Can you give the lines of the listing below, starting at the line that contains "Target: grass lawn" and ending at the final line of the listing, as a JSON list of strings with one string per line and blank lines left out?

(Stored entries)
:::::

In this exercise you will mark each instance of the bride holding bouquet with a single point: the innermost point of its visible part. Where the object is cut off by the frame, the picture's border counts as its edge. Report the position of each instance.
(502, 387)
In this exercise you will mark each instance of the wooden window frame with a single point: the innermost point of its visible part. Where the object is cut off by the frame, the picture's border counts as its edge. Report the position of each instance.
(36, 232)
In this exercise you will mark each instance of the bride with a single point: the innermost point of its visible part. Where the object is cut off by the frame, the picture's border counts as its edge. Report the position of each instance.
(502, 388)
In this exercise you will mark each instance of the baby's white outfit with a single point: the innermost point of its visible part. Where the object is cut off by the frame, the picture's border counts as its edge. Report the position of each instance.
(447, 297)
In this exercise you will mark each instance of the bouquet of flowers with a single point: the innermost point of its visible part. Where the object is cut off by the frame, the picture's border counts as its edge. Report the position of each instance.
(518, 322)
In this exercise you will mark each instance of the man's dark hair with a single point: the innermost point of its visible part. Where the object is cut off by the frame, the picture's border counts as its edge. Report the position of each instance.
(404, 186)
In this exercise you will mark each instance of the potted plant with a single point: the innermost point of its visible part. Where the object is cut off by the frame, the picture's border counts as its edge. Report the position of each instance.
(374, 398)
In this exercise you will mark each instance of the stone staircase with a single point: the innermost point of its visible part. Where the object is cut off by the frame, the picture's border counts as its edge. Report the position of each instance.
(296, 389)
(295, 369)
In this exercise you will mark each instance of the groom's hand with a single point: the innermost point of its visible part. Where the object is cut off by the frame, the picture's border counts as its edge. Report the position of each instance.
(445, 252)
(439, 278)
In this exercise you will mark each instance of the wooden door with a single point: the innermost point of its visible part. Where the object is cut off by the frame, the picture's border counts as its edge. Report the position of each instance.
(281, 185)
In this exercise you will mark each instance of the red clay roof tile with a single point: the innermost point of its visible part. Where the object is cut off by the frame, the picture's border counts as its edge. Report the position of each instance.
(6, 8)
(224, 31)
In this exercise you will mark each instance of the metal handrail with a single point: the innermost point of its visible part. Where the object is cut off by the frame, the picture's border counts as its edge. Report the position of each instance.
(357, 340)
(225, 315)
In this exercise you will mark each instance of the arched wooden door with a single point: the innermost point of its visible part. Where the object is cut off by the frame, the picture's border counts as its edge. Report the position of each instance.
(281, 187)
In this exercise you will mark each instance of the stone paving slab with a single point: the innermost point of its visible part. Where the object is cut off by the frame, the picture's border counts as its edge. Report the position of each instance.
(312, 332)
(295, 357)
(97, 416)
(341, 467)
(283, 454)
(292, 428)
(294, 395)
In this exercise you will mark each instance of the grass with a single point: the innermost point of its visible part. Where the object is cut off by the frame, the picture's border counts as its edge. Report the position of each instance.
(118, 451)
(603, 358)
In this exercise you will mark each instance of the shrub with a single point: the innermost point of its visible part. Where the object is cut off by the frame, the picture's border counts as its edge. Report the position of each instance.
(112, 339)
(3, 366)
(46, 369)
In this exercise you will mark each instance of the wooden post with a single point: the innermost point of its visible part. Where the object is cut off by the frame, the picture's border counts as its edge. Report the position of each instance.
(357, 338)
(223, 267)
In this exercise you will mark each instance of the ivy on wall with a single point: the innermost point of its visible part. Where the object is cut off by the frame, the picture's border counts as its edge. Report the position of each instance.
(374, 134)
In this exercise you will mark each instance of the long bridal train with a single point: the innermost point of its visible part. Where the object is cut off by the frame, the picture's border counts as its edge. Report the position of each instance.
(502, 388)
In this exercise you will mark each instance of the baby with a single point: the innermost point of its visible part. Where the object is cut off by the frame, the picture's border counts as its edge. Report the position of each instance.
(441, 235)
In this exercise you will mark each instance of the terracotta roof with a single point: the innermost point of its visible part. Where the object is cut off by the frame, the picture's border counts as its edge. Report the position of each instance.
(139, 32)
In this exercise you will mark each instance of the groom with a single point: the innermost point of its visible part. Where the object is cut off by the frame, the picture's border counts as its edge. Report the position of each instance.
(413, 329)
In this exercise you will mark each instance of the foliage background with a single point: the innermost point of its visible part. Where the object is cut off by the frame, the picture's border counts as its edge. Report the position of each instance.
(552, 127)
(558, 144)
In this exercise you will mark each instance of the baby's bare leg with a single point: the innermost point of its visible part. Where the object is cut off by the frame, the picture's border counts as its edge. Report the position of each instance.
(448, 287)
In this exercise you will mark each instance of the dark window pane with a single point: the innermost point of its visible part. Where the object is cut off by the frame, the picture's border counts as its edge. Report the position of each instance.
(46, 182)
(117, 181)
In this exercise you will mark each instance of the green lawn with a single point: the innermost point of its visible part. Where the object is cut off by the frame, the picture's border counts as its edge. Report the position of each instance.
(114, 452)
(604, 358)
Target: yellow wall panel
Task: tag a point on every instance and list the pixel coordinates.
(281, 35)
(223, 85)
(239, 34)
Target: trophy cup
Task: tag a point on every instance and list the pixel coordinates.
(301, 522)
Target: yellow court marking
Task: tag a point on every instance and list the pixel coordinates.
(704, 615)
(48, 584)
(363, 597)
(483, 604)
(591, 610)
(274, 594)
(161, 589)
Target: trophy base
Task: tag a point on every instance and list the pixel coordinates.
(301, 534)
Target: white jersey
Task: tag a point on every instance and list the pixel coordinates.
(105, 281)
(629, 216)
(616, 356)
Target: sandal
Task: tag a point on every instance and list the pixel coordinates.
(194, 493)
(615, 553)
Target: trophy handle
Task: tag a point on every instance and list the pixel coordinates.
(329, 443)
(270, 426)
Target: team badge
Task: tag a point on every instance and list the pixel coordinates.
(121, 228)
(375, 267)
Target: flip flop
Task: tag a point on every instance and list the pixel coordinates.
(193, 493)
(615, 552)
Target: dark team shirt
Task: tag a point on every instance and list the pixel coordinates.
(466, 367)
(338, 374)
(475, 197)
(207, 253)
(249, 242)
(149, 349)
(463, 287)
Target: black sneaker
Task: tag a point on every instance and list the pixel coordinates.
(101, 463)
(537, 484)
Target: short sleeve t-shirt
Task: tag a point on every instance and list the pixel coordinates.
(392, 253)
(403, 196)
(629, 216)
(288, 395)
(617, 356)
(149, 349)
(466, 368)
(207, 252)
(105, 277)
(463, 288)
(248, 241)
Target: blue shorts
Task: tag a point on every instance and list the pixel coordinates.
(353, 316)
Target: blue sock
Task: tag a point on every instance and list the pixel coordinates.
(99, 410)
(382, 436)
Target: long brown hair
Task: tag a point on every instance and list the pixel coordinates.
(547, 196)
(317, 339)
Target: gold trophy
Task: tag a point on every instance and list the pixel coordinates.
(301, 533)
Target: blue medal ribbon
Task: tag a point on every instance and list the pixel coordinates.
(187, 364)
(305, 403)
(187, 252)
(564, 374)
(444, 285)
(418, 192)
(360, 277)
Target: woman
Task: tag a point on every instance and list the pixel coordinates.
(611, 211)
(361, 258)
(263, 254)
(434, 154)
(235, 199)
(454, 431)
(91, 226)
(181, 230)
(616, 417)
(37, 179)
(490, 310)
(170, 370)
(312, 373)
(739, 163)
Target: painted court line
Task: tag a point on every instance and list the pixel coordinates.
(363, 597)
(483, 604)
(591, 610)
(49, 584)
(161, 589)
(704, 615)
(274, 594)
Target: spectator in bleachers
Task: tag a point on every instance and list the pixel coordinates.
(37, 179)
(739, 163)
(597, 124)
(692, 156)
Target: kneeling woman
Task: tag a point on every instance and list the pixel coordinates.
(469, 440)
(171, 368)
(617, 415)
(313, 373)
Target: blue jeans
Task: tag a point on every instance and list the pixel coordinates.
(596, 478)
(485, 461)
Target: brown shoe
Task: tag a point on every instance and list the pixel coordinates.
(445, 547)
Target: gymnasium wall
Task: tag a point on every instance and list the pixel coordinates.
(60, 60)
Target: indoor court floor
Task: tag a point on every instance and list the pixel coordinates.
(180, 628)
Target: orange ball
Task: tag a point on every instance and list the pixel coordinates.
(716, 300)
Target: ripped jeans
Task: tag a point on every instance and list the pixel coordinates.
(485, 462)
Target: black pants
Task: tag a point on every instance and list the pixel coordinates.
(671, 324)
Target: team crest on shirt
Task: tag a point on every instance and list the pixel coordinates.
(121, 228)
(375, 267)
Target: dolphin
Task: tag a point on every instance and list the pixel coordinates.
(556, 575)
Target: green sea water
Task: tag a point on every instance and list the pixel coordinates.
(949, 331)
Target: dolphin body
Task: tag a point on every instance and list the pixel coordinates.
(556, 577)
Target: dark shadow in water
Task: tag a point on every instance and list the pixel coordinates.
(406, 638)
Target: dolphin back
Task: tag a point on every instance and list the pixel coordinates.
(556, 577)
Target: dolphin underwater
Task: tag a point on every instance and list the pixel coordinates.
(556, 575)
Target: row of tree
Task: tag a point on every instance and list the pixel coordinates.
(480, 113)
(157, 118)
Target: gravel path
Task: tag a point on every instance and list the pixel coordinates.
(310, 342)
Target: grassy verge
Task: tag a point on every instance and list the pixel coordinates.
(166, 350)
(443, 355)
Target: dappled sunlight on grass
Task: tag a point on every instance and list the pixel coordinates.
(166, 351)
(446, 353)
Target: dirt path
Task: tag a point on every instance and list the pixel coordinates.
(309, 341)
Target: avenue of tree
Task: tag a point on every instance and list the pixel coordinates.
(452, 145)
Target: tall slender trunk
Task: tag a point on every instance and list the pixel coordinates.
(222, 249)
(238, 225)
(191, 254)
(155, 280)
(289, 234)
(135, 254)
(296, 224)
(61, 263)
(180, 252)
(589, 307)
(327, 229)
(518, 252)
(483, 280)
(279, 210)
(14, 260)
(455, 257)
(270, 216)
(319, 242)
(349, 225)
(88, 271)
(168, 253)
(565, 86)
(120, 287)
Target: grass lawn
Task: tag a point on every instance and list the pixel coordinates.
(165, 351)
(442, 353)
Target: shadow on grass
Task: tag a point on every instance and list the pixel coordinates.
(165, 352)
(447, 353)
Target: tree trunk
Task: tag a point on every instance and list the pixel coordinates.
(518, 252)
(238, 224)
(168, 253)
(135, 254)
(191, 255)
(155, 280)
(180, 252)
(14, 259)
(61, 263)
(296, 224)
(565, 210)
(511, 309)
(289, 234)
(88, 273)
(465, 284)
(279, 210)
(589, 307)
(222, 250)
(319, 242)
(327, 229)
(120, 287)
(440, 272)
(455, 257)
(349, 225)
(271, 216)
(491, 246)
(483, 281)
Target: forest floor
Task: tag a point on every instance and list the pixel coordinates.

:::::

▶ THE ANSWER
[
  "Target: grass lawn",
  "Task: tag a point on every instance and list the pixel coordinates.",
  "(165, 351)",
  "(442, 353)",
  "Target: shadow on grass",
  "Task: tag a point on every instance and list the pixel coordinates.",
  "(165, 352)",
  "(447, 353)",
  "Target: tree trunk",
  "Task: tag a point on every instance and list the pixel coordinates.",
  "(518, 252)",
  "(238, 224)",
  "(168, 253)",
  "(135, 254)",
  "(191, 255)",
  "(155, 280)",
  "(180, 252)",
  "(14, 259)",
  "(61, 263)",
  "(296, 224)",
  "(565, 210)",
  "(511, 309)",
  "(289, 234)",
  "(88, 273)",
  "(465, 284)",
  "(279, 210)",
  "(589, 307)",
  "(222, 250)",
  "(319, 242)",
  "(327, 229)",
  "(120, 287)",
  "(440, 272)",
  "(455, 257)",
  "(349, 225)",
  "(271, 216)",
  "(491, 246)",
  "(483, 281)",
  "Target: forest floor",
  "Task: tag a point on every instance and list the pixel coordinates."
]